A) Em 4.1.2017 a Recorrente intentou, no Tribunal Administrativo de Círculo de Lisboa, ação administrativa contra a Faculdade de Ciências da Universidade de Lisboa, aqui Recorrida (referência SITAF 004485490);

B) Através dessa ação a Recorrente impugna diversos atos praticados no âmbito do processo disciplinar que a Recorrida instaurou contra si, na qualidade de aluna do Curso de Mestrado Integrado em Engenharia Biomédica e Biofísica da Faculdade de Ciências da Universidade de Lisboa (referência SITAF 004485490);

C) Por despacho de 15.2.2021 a Senhora Juíza do Juízo Administrativo Comum do Tribunal Administrativo de Círculo de Lisboa considerou que «o objeto dos presentes não se enquadra no juízo administrativo comum mas antes no juízo administrativo social, por emergir de um vínculo de trabalho em funções públicas, cujo controlo jurisdicional impende sobre o Juízo Administrativo Social deste Tribunal Administrativo de Círculo de Lisboa», pelo que «deverão os presentes autos ser redistribuídos neste último» (referência SITAF 004485537);

D) Por despacho de 8.3.2022 a Senhora Juíza do Juízo Administrativo Social do Tribunal Administrativo de Círculo de Lisboa considerou que esse juízo «não é o juízo materialmente competente para conhecer da presente ação, tal como configurada pela A., na medida em que não está em causa litígio “emergente do vínculo de trabalho em funções públicas e da sua formação, ou relacionados com formas públicas ou privadas de proteção social” ou cuja matéria lhe seja deferida por lei». Nesse sentido considerou competente o Juízo Administrativo Comum do Tribunal Administrativo de Círculo de Lisboa (referência SITAF 004485542).

Entradas de identificação de localização

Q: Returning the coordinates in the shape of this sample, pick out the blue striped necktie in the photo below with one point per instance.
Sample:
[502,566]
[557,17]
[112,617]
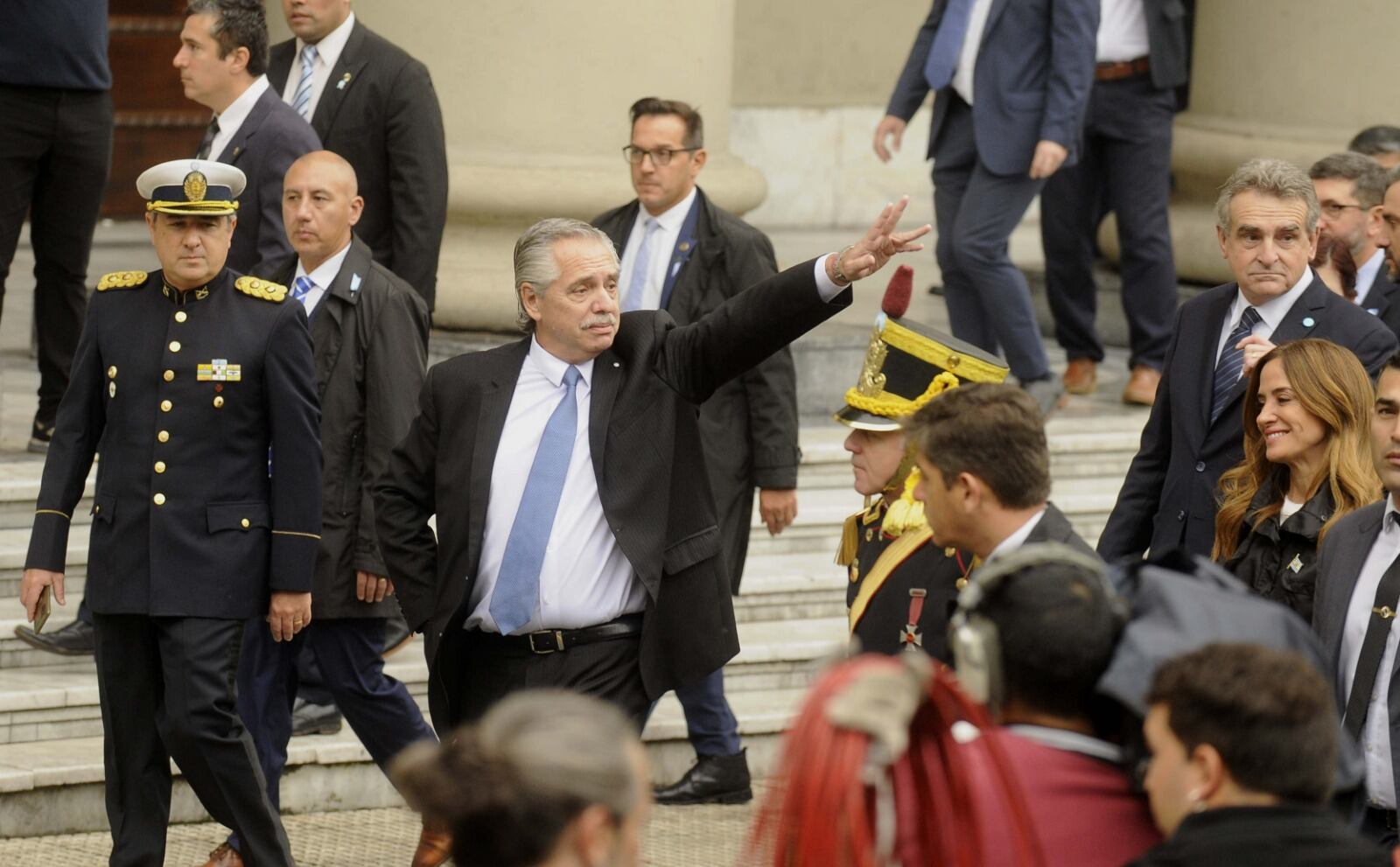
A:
[1231,361]
[517,583]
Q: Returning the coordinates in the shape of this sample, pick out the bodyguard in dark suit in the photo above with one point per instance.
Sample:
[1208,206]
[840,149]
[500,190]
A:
[374,105]
[1012,83]
[682,254]
[196,387]
[1124,167]
[1267,228]
[252,128]
[578,542]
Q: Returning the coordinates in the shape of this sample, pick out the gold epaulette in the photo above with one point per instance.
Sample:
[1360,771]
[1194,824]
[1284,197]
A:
[262,289]
[122,279]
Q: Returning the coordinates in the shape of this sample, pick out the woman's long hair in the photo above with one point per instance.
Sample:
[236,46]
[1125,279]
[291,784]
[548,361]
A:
[1329,382]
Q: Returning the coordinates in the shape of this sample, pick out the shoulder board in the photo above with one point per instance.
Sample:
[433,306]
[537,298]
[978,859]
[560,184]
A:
[122,279]
[262,289]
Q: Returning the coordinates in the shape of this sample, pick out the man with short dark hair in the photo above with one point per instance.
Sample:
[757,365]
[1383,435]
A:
[984,468]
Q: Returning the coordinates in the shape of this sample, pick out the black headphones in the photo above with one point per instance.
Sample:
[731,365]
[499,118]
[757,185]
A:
[973,639]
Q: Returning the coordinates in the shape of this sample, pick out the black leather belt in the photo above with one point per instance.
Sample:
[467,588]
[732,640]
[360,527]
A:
[557,640]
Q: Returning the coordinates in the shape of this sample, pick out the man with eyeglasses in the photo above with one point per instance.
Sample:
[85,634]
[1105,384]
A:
[682,254]
[1351,189]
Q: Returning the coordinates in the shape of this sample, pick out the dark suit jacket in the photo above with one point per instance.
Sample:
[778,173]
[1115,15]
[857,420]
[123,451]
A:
[370,335]
[1169,496]
[1340,557]
[268,142]
[651,478]
[1031,83]
[749,426]
[385,121]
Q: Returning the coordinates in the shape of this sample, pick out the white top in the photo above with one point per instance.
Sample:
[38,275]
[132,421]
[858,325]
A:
[658,258]
[324,276]
[233,116]
[1376,736]
[972,44]
[1270,312]
[1367,273]
[328,51]
[1122,31]
[1018,538]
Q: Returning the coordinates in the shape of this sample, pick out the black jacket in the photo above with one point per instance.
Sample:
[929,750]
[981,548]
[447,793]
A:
[1168,498]
[382,114]
[370,337]
[1278,561]
[653,485]
[1292,835]
[749,426]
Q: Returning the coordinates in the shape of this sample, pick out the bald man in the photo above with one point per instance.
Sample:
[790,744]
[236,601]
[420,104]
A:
[368,333]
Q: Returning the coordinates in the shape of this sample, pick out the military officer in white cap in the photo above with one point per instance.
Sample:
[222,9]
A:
[186,380]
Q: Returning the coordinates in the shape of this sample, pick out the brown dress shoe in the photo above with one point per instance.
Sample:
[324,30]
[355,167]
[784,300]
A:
[434,845]
[224,856]
[1141,387]
[1082,377]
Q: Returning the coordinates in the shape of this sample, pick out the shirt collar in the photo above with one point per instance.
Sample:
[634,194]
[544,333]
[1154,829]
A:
[331,45]
[553,368]
[233,116]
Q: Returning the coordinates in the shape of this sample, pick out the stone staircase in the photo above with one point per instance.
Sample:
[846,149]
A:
[791,619]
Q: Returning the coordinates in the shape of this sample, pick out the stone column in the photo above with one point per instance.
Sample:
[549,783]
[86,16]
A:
[536,97]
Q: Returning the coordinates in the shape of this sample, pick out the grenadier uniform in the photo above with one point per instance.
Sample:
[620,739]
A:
[902,586]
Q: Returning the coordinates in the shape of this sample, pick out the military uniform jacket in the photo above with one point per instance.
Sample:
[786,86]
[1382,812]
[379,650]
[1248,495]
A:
[205,414]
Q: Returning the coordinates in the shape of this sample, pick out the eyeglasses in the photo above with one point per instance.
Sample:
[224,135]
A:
[660,156]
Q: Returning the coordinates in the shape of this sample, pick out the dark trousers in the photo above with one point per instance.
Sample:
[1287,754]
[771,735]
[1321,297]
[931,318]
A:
[168,691]
[989,302]
[55,154]
[1126,164]
[378,708]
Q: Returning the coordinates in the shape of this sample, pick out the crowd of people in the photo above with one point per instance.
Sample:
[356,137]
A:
[287,491]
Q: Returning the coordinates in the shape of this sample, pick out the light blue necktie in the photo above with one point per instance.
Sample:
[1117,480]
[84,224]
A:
[517,584]
[301,102]
[637,283]
[942,55]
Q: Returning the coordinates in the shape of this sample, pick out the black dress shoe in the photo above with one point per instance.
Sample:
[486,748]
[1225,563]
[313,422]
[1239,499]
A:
[314,719]
[714,779]
[74,640]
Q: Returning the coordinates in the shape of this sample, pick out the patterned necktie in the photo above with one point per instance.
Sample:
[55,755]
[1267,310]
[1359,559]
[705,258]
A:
[947,49]
[301,102]
[207,142]
[517,584]
[1231,363]
[637,282]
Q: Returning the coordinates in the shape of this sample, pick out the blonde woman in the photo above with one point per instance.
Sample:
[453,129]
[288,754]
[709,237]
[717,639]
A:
[1306,464]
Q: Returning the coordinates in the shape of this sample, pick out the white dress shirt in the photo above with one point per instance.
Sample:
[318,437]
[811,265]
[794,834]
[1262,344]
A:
[324,276]
[1270,312]
[658,256]
[328,51]
[1122,31]
[972,44]
[1376,736]
[1367,275]
[233,116]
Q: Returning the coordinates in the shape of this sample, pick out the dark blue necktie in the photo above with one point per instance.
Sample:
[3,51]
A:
[1231,361]
[942,55]
[517,584]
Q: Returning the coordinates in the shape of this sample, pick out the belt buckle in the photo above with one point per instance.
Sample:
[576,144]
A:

O QUE SE PEDE:
A. Liste todas as datas que aparecem no texto extraído.
B. Formate como tabela Markdown, com as colunas "Nº" e "Linha", as linhas das entradas desde a que contém "out the belt" até o fim das entradas.

RESPOSTAS:
A.
4.1.2017
15.2.2021
8.3.2022

B.
| Nº | Linha |
|---|---|
| 1 | Q: Returning the coordinates in the shape of this sample, pick out the belt buckle in the photo above with one point per instance. |
| 2 | Sample: |
| 3 | [576,144] |
| 4 | A: |